Edit every row by changing "report nothing else" to "add no other text", and keep everything else the same. Omit the pictures from your output.

* Location identification items:
● ● ● ● ●

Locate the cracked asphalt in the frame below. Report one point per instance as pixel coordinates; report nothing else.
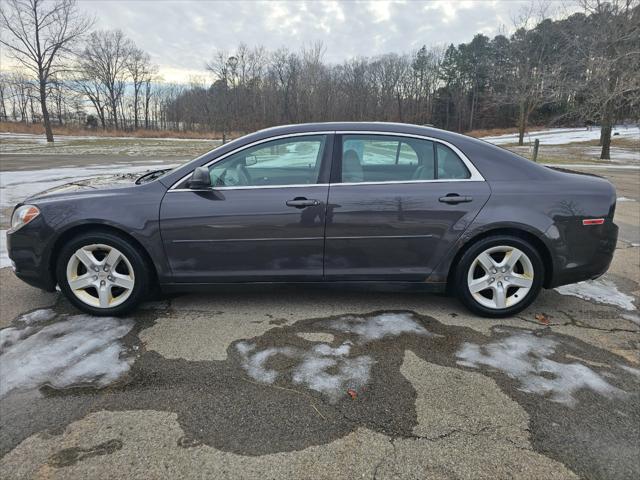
(307, 383)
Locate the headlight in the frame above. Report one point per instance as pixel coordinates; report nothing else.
(23, 215)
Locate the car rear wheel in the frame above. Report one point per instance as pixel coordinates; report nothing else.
(102, 274)
(499, 276)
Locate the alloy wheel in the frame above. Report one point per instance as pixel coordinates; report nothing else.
(100, 276)
(500, 277)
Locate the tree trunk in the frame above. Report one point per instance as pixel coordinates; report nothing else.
(522, 124)
(45, 112)
(605, 135)
(473, 108)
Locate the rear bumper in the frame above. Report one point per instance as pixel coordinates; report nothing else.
(588, 257)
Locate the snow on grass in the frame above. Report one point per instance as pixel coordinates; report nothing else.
(561, 136)
(524, 357)
(77, 350)
(600, 290)
(322, 368)
(379, 326)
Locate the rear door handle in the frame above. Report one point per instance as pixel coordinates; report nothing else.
(301, 202)
(454, 198)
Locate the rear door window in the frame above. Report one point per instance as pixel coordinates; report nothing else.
(382, 158)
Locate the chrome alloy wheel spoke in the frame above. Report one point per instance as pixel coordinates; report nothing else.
(100, 275)
(504, 281)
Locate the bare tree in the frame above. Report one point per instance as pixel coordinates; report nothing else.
(105, 59)
(39, 35)
(140, 71)
(611, 61)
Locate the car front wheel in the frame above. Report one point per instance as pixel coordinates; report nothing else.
(499, 276)
(102, 274)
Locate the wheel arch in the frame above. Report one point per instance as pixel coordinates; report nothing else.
(99, 227)
(535, 241)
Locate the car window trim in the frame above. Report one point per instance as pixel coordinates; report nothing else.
(476, 176)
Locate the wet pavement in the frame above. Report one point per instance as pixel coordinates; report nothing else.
(306, 383)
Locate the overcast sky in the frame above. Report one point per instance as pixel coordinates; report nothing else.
(181, 35)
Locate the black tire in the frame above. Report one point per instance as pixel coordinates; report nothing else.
(461, 287)
(134, 256)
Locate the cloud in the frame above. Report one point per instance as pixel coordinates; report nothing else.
(181, 35)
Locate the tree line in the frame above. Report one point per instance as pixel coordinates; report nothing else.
(582, 69)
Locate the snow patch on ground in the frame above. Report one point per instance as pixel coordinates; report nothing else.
(561, 136)
(37, 316)
(524, 357)
(600, 290)
(325, 369)
(5, 261)
(77, 350)
(330, 370)
(379, 326)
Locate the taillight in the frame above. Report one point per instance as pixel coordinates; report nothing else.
(593, 221)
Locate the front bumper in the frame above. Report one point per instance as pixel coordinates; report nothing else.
(28, 250)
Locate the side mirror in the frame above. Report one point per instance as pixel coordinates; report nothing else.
(200, 179)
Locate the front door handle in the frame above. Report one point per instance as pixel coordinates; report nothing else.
(301, 202)
(454, 198)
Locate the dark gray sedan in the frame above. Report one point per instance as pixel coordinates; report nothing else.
(380, 204)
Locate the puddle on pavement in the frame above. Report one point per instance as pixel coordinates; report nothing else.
(287, 389)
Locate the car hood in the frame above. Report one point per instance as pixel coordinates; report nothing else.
(104, 182)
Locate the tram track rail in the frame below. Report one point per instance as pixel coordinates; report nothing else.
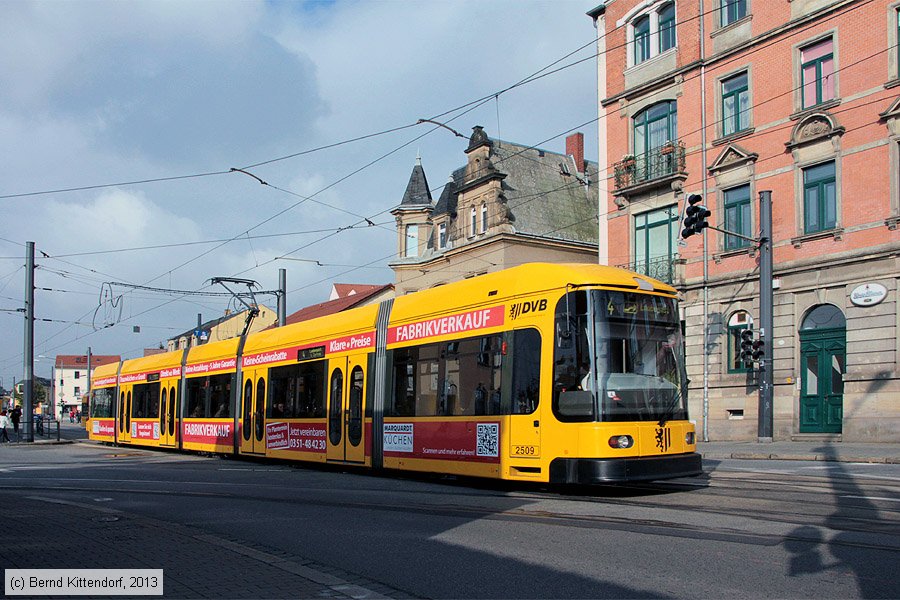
(840, 524)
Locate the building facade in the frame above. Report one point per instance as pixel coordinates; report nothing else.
(728, 98)
(510, 204)
(222, 328)
(72, 379)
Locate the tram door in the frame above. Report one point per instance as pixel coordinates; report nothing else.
(168, 411)
(253, 413)
(125, 413)
(346, 391)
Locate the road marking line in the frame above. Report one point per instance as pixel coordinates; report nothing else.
(873, 498)
(93, 507)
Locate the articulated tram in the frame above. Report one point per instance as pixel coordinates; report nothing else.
(543, 372)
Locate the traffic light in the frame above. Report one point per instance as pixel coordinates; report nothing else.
(759, 350)
(694, 216)
(747, 346)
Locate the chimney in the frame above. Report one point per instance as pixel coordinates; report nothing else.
(575, 148)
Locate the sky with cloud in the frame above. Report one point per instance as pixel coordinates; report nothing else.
(95, 96)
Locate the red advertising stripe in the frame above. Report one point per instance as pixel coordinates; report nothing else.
(132, 377)
(208, 431)
(360, 341)
(458, 323)
(296, 437)
(104, 427)
(228, 364)
(145, 430)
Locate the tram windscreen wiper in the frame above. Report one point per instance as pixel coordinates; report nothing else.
(669, 411)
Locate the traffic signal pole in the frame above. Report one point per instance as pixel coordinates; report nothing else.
(766, 318)
(762, 350)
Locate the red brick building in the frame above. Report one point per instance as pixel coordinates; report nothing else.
(727, 98)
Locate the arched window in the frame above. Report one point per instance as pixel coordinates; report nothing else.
(739, 321)
(824, 316)
(641, 39)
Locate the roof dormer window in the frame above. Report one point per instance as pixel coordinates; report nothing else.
(651, 31)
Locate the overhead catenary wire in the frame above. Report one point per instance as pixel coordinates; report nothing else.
(341, 229)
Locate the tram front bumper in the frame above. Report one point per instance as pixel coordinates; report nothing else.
(617, 470)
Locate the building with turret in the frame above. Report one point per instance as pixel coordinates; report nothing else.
(509, 204)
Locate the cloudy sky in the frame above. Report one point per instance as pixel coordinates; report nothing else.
(120, 123)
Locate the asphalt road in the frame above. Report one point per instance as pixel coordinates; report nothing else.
(746, 529)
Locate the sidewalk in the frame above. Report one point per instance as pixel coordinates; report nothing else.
(791, 450)
(50, 533)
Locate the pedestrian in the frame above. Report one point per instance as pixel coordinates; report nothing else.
(16, 417)
(4, 423)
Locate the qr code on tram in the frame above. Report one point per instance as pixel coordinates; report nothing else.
(488, 439)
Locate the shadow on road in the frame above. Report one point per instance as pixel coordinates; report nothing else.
(845, 553)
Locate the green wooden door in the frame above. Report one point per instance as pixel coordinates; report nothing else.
(823, 363)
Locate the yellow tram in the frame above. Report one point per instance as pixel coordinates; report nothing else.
(544, 372)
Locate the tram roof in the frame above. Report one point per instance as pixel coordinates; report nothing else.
(107, 370)
(213, 351)
(535, 277)
(152, 362)
(351, 321)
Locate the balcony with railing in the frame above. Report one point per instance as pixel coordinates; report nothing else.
(662, 268)
(660, 163)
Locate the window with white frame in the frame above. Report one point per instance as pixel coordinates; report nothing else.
(652, 32)
(819, 198)
(731, 11)
(737, 216)
(411, 247)
(735, 104)
(817, 77)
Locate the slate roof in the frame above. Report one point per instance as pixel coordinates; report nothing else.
(543, 200)
(341, 290)
(417, 192)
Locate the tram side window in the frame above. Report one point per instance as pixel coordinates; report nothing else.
(472, 370)
(145, 401)
(573, 383)
(465, 377)
(403, 403)
(526, 378)
(297, 391)
(102, 403)
(220, 396)
(209, 396)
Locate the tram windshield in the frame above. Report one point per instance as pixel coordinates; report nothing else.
(619, 357)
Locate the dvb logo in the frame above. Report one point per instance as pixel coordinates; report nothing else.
(523, 308)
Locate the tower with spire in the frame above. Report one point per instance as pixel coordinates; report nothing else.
(413, 215)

● ● ● ● ●

* WRITTEN RESPONSE:
Locate the cracked asphalt in the frame below. Report one point per instance as pixel coordinates; add no other text.
(307, 383)
Locate the headlight in the frame above. Report one point per instance as pixel coordinates; add no other text.
(23, 215)
Locate the car rear wheel in the frame above. Report one point per instance as pixel coordinates; add no other text.
(102, 274)
(499, 276)
Locate the alloy wheel in the frame above. Report one point per instance as pixel coordinates; add no other text.
(100, 276)
(500, 277)
Locate the tree trunk in the frame above. Report one point per instance as pixel coordinates; add no other text.
(522, 124)
(45, 112)
(605, 135)
(473, 108)
Locate the rear bumper in the frame above. Report one point per instance as pixel coordinates; add no other text.
(588, 257)
Locate the snow on grass in the frame above. Report one point per instance as pixel coordinates; add no other text.
(561, 136)
(524, 357)
(77, 350)
(600, 290)
(322, 368)
(379, 326)
Locate the rear door handle in the frame above. Report one point per instance as pixel coordinates; add no other text.
(301, 202)
(454, 198)
Locate the rear door window in the frame above. Report one point per instance as pixel coordinates; add no other text.
(382, 158)
Locate the chrome alloy wheel spoke in the frame above. Report one point per instance as pixel coordinates; add no other text.
(100, 275)
(504, 281)
Locate the bare tree in the frame above. Report one point per instance as pixel coordinates; add no other text.
(105, 59)
(39, 35)
(140, 71)
(611, 61)
Locate the car front wheel in the frame above. Report one point per instance as pixel coordinates; add no other text.
(499, 276)
(102, 274)
Locate the wheel arch in the frame above. Report one point per instance as pixel coordinates; add no other text.
(99, 227)
(535, 241)
Locate the car window trim in the frame above. Report one point per instance as pixel coordinates; add no other text.
(476, 176)
Locate the wet pavement in the frame above. Report one point per instance as pixel coordinates; add no other text.
(306, 383)
Locate the overcast sky in the frame above. Report one point per instance as pixel coordinates; add no other text.
(181, 35)
Locate the black tire in the frame above. Report one point per instance as pixel coordinates; add no other text.
(461, 287)
(134, 256)
Locate the cloud in the frame above. Report one point per instance as pixel coordinates; add no other text.
(181, 35)
Locate the tree line in the frame above. Report one point per instance as pixel coordinates; add no other text.
(582, 69)
Locate the snow patch on ground in the frame above. Report one point per instance as pixel coordinates; add no other text.
(561, 136)
(37, 316)
(524, 357)
(600, 290)
(325, 369)
(5, 261)
(77, 350)
(330, 370)
(379, 326)
Locate the taillight in the frame above. Report one point per instance as pixel coordinates; add no other text.
(593, 221)
Locate the front bumper in the frame above. Report one point per instance as pixel coordinates; add no other text.
(28, 250)
Locate the side mirror in the frame above. Report one point per instance as pixel coordinates; add no other text.
(200, 179)
Locate the front door handle in the frame above. Report one point per instance as pixel coordinates; add no other text.
(301, 202)
(454, 198)
Locate the dark gray sedan in the frame above. Report one point per instance as pixel coordinates; add no other text.
(380, 204)
Locate the puddle on pavement in the frame above. Report one point per instance as pixel coordinates; add no other text.
(287, 389)
Locate the car hood in the frame above. Report one point per instance as pixel coordinates; add no other text.
(104, 182)
Locate the tram track rail in the frame below. Report one point per instance as pixel coordinates; add no other text.
(840, 524)
Locate the building facade in the frame above. Report one point per instance as pixel coordinates; add no other text.
(728, 98)
(510, 204)
(222, 328)
(72, 379)
Locate the tram door in the frame above. Report one point per instance as pixel coordinates; add no other text.
(168, 411)
(253, 413)
(125, 413)
(346, 391)
Locate the road marking line in the frame above. Report one point per instance as pixel coordinates; add no other text.
(873, 498)
(93, 507)
Locate the articulated tram in the frame above. Report one point per instance as pixel coordinates; add no other text.
(543, 372)
Locate the traffic light in the frame above. Report one point per instance as pixel coordinates; add no other text.
(759, 350)
(694, 216)
(747, 346)
Locate the chimney in the frame above. Report one point per instance as pixel coordinates; add no other text.
(575, 148)
Locate the sky with cloud in the frame above. Report one point per instance as pixel coordinates; add no other text.
(95, 96)
Locate the red advertising stripe in the frame above. Report one point per instance as pixel coordinates; add no other text.
(132, 377)
(208, 431)
(360, 341)
(458, 323)
(296, 437)
(104, 427)
(228, 364)
(145, 430)
Locate the tram windscreen wiper in the frame above. Report one point per instance as pixel coordinates; add no other text.
(669, 411)
Locate the traffic signal pole in the frame above. Report one point per instance as pixel coordinates; add no other text.
(766, 318)
(762, 350)
Locate the red brick building in the frame above. Report one point per instance as pixel coordinates; add no other text.
(727, 98)
Locate the arched window in the frame above. Report one point per instance as pixel coordinates; add no other text.
(739, 321)
(824, 316)
(641, 39)
Locate the roof dormer window in the frame above. Report one point per instance as pixel coordinates; add no other text.
(651, 31)
Locate the overhead catenary wire in the frame above. Report one point per instance as pixel coordinates; add no other text.
(341, 229)
Locate the tram front bumper in the frame above. Report one point per instance as pixel coordinates; add no other text.
(617, 470)
Locate the building with turret in the frame above. Report one point per instance as pixel coordinates; add no other text.
(509, 204)
Locate the cloudy sky in the frame above. Report one point per instance as pixel coordinates; add no other text.
(120, 123)
Locate the asphalt road in the frame above. Report one point per instance as pixel coordinates; add no other text.
(746, 529)
Locate the sidewalk in the frame above. Report one point per instance as pixel coordinates; add no other text.
(791, 450)
(50, 533)
Locate the pedestrian in the frame above. Report one point per instance as pixel coordinates; add no other text.
(16, 417)
(4, 423)
Locate the qr code on tram in the frame above. Report one point per instance as pixel coordinates; add no other text.
(488, 439)
Locate the shadow on road in the frame above. Report one point per instance as pixel coordinates; add no other text.
(845, 553)
Locate the green wooden door in the frame above. Report one point per instance as pixel coordinates; add no other text.
(823, 363)
Locate the yellow tram in the frame above. Report one point per instance as pixel coordinates; add no other text.
(544, 372)
Locate the tram roof in the frame above. Report one point per instance as pixel coordinates; add no other text.
(107, 370)
(213, 351)
(535, 277)
(152, 362)
(351, 321)
Locate the balcony with railing in the frame above. Report one point per instance as pixel coordinates; add no other text.
(662, 268)
(660, 163)
Locate the window with white frame in the frame above. Report one point per instance as pixel coordinates; add no other text.
(652, 32)
(819, 198)
(731, 11)
(737, 216)
(411, 247)
(735, 104)
(817, 77)
Locate the slate roof in the frame above. Report one point per instance as pixel coordinates; add no other text.
(543, 200)
(341, 290)
(417, 192)
Locate the tram side window in the frame above. Report one point per instance as pixel coordinates; add no other text.
(472, 370)
(145, 401)
(573, 383)
(465, 377)
(403, 403)
(526, 378)
(297, 391)
(102, 403)
(220, 396)
(209, 396)
Locate the tram windshield in the frame above. Report one point per instance as pixel coordinates; add no other text.
(619, 357)
Locate the dvb logo in the frame above. Report one point per instance as pixel coordinates; add no other text.
(523, 308)
Locate the tower with spire in the frame above. Report one point per instance as pixel coordinates; add no other text.
(413, 215)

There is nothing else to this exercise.